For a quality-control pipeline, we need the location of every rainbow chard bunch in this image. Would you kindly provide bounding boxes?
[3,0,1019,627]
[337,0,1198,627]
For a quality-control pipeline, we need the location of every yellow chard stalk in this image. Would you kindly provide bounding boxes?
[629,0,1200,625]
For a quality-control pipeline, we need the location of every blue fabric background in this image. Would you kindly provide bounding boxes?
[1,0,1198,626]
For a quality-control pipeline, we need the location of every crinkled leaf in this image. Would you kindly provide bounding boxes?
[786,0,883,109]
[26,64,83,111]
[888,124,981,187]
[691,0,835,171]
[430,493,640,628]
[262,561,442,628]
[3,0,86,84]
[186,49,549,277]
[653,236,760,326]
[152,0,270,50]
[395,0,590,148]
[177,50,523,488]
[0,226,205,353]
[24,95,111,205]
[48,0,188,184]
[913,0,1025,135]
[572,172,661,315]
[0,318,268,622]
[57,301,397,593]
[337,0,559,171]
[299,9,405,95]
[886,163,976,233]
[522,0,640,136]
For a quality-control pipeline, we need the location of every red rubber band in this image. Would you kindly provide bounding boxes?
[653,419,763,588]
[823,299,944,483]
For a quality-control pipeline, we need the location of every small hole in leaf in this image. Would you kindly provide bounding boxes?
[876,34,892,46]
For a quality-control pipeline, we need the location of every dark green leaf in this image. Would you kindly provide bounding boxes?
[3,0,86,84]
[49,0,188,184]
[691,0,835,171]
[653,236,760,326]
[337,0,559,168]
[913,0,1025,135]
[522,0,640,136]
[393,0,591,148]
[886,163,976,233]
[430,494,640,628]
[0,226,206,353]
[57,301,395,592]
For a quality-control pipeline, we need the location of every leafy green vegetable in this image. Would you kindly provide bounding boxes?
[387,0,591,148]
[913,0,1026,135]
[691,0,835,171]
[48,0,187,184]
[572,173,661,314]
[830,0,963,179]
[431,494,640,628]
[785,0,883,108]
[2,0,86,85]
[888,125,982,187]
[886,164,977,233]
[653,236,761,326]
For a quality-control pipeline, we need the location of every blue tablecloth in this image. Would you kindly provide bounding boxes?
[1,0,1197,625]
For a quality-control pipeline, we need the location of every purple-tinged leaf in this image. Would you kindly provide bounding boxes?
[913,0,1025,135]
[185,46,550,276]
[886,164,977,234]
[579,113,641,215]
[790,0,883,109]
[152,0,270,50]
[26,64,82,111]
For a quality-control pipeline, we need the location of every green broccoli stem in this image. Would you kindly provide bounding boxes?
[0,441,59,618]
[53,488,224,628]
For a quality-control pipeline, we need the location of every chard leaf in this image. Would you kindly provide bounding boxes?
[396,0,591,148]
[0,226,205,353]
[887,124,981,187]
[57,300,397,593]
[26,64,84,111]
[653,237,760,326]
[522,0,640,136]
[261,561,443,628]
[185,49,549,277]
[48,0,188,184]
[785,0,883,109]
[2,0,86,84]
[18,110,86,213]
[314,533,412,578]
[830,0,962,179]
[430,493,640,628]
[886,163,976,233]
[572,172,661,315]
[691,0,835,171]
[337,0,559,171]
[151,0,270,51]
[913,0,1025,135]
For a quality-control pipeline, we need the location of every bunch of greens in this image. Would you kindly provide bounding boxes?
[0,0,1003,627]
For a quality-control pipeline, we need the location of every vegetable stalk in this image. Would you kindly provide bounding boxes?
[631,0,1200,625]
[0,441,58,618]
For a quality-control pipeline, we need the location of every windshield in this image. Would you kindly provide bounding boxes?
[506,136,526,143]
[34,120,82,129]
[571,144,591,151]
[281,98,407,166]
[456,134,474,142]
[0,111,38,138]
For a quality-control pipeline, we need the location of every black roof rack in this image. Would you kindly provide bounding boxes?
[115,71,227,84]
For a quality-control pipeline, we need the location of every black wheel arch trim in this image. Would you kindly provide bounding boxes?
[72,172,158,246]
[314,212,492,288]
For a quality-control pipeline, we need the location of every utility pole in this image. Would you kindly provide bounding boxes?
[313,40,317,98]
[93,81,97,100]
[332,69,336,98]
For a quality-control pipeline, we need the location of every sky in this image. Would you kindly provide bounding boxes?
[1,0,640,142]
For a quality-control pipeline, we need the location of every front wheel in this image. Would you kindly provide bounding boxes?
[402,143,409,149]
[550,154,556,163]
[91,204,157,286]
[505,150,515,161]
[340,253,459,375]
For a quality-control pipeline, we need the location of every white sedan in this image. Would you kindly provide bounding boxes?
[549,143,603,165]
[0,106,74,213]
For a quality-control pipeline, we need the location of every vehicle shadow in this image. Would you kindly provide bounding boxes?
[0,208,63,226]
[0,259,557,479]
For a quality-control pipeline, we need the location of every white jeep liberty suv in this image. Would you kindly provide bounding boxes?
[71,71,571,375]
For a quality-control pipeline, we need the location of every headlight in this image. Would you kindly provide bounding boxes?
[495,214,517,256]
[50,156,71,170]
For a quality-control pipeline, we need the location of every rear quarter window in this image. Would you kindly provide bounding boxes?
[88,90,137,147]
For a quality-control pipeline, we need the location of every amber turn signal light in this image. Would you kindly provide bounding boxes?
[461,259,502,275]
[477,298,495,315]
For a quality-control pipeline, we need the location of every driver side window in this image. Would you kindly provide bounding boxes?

PROBLEM DESCRIPTION = Reproduce the full set of records precisely.

ANSWER FOR THE TASK =
For a quality-control pipeline, we need the location of every rainbow chard bunch in this image. Would you kindly provide bounding boxes?
[3,0,1019,627]
[337,0,1198,627]
For a quality-control pipeline, we need the location of every yellow chard stalk in this image. Would you kindly provide bounding boxes?
[629,0,1200,625]
For a quality-control pipeline, we need the location of every blue fabric background in this image. Would you kindly provide bounding boxes?
[1,0,1198,626]
For a quality-control pipeline, we need the location of every crinkled leaf in this image. Would you kindly provide bounding boxes?
[786,0,883,109]
[26,64,83,111]
[888,124,981,187]
[691,0,835,171]
[430,493,640,628]
[262,561,442,628]
[3,0,86,84]
[186,49,549,277]
[653,236,760,326]
[152,0,270,50]
[395,0,590,148]
[177,50,523,488]
[0,226,205,353]
[24,95,111,205]
[48,0,188,184]
[913,0,1025,135]
[572,172,661,315]
[0,318,268,622]
[57,301,397,593]
[337,0,559,171]
[299,9,405,95]
[886,163,976,233]
[522,0,640,136]
For a quality-control pipeline, we need the location of every red rubber band in this image. Would you kindly provide bounding boxes?
[653,419,763,588]
[823,299,944,483]
For a quality-control pipeline, we need the location of every small hole in leaf in this image. Would you kindly provide bounding boxes?
[876,34,892,46]
For a quality-control pipeline, we need the location of every dark green leaf in this image. Would you kindly provide bounding boxes?
[3,0,86,84]
[49,0,188,184]
[691,0,835,171]
[653,236,760,326]
[337,0,559,168]
[913,0,1025,135]
[522,0,640,136]
[393,0,591,148]
[886,163,976,233]
[430,494,640,628]
[0,226,206,353]
[57,301,395,592]
For a quality-control pipeline, we need the location of every leafy green vegetable in this image. Would you kindly provide bounding boxes?
[387,0,591,148]
[913,0,1026,135]
[691,0,835,171]
[48,0,187,184]
[572,173,661,314]
[830,0,963,179]
[431,494,640,628]
[785,0,883,108]
[2,0,86,85]
[888,125,982,187]
[886,164,977,233]
[653,236,761,326]
For a quality-control pipeline, we need the location of every blue tablecloth in this image. Would you kindly provide bounding boxes?
[1,0,1197,625]
For a quality-control pipeline, we need the location of every purple-tinged leaf in this image. Would you kindly provide bounding boxes?
[913,0,1025,135]
[185,46,550,276]
[886,164,977,234]
[579,113,641,215]
[790,0,883,109]
[152,0,270,50]
[26,64,82,111]
For a quality-control pipeline, we need the location of every green broccoli stem in this image. Would you kindly provide bounding boxes?
[0,441,59,618]
[53,488,224,628]
For a quality-control pipeline, we need the location of every chard leaf in this image. Would you kindly provide bounding boxes?
[396,0,591,148]
[0,226,205,353]
[887,124,981,187]
[57,300,397,593]
[26,64,84,111]
[653,237,760,326]
[522,0,640,136]
[261,561,443,628]
[185,49,549,277]
[48,0,188,184]
[785,0,883,109]
[2,0,86,84]
[18,110,86,213]
[314,533,412,578]
[830,0,962,179]
[430,493,640,628]
[886,163,976,233]
[572,172,661,315]
[691,0,835,171]
[337,0,559,171]
[151,0,270,51]
[913,0,1025,135]
For a quality-control pipeline, we need the location of every bunch of greens in this image. Would you kindly provide bounding boxes?
[0,0,1003,627]
For a quality-control pipeline, we need the location of every vegetable stalk in this image. Would you kindly provide bounding boxes?
[631,0,1200,625]
[0,441,58,618]
For a quality-control pipeline, we need the location of every windshield in this image. Would you kindly provide bounding boxes?
[506,136,526,143]
[34,120,82,129]
[571,144,591,151]
[281,98,407,166]
[456,134,474,142]
[0,111,38,138]
For a quality-control pipeline, we need the location of every black roof rack in this image. Would you kindly provide bounding boxes?
[115,71,227,84]
For a quality-control pipeline, we need the location of every black wheel arch trim in this image. Would you kindly provide bounding boxes?
[72,172,158,246]
[314,212,492,288]
For a quality-control pipeline, we need the location of every utility pole in this image. Would you kindly provide bounding boxes?
[313,40,317,98]
[93,81,97,100]
[332,69,336,98]
For a quality-control pipeline, we need the location of every sky in this image. Would you kindly provide bounding boxes?
[1,0,640,142]
For a quality-control pipeline, we need the location of every front wheel in this image. Would you kindly provide bounding boxes?
[402,143,409,149]
[550,154,556,163]
[91,204,157,286]
[505,150,515,161]
[340,253,459,375]
For a quality-control pipeline, we need the location of every white sedan in this image. Would you kindly provide bounding boxes?
[549,143,603,165]
[0,106,74,213]
For a quality-control pipeline, we need the location of every vehicle shadow in this image. Would you kindly provide bounding boxes?
[0,208,63,226]
[0,259,557,479]
For a quality-control pipeline, we need the location of every white jeep liberty suv in this image. Would you kindly provide bounding boxes?
[71,71,571,375]
For a quality-control pipeline, we need the location of every headlight in this image. Would you kindly provide bounding boxes?
[495,214,517,256]
[50,156,71,170]
For a quality-control pipeline, we need the location of every rear quarter window in this image. Would you kindly provide bounding boxes?
[88,90,137,147]
For a quality-control pipeline, we need the location of every amber turn signal light in this image. Would you kindly provide bounding boxes?
[461,259,502,275]
[477,298,495,315]
For a quality-control pipeline, we need the location of every driver side window in this image. Would you kindly provide bounding boxes?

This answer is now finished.